### Selected text
It's good a youngbuck like yourself is trying to stay outta trouble.. At your age it followed me around.. 

Why can't you use lite stuff on the cats??


----------



## LEADDRAFT (Oct 9, 2001)

be nice to get a "extended" conversation outta him for a "fictional" book...
"Plankin for Kings"....


----------



## Drumdum (Jan 6, 2003)

LEADDRAFT said:


> be nice to get a "extended" conversation outta him for a "fictional" book...
> "Plankin for Kings"....


 Slide up to Jolly Roger in the summer.. Depe is a freindly guy and would be an asset to a book like that... If you could track down Loner,ya might be able to get a word or two outta him as well..


----------



## chris storrs (Aug 25, 2005)

### Set task 1
Update the records so that "roman shade" becomes "window blind", keeping every other part the same, and omit the pictures from your answer.
The forum thread and the records have no connection to each other.

### Raw records
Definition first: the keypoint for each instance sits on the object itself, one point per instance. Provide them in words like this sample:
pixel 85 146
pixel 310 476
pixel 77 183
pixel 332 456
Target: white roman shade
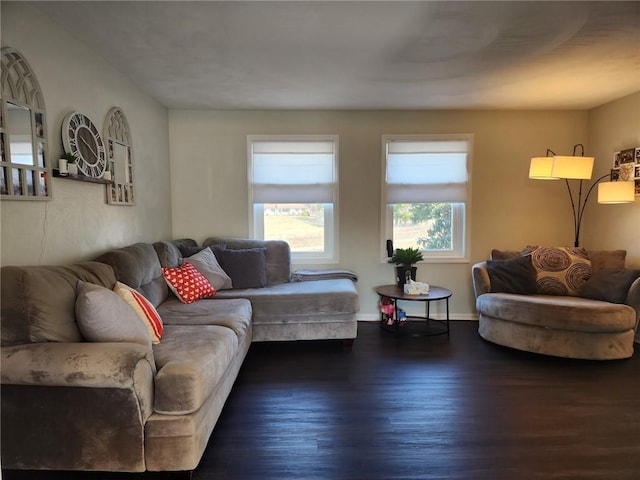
pixel 426 171
pixel 293 171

### Set task 2
In the forum thread, where does Drumdum suggest going in the summer?

### Full output 1
Definition first: the keypoint for each instance sits on the object itself, one point per instance. Provide them in words like this sample:
pixel 85 146
pixel 310 476
pixel 77 183
pixel 332 456
Target: white window blind
pixel 426 171
pixel 293 171

### Full output 2
Jolly Roger.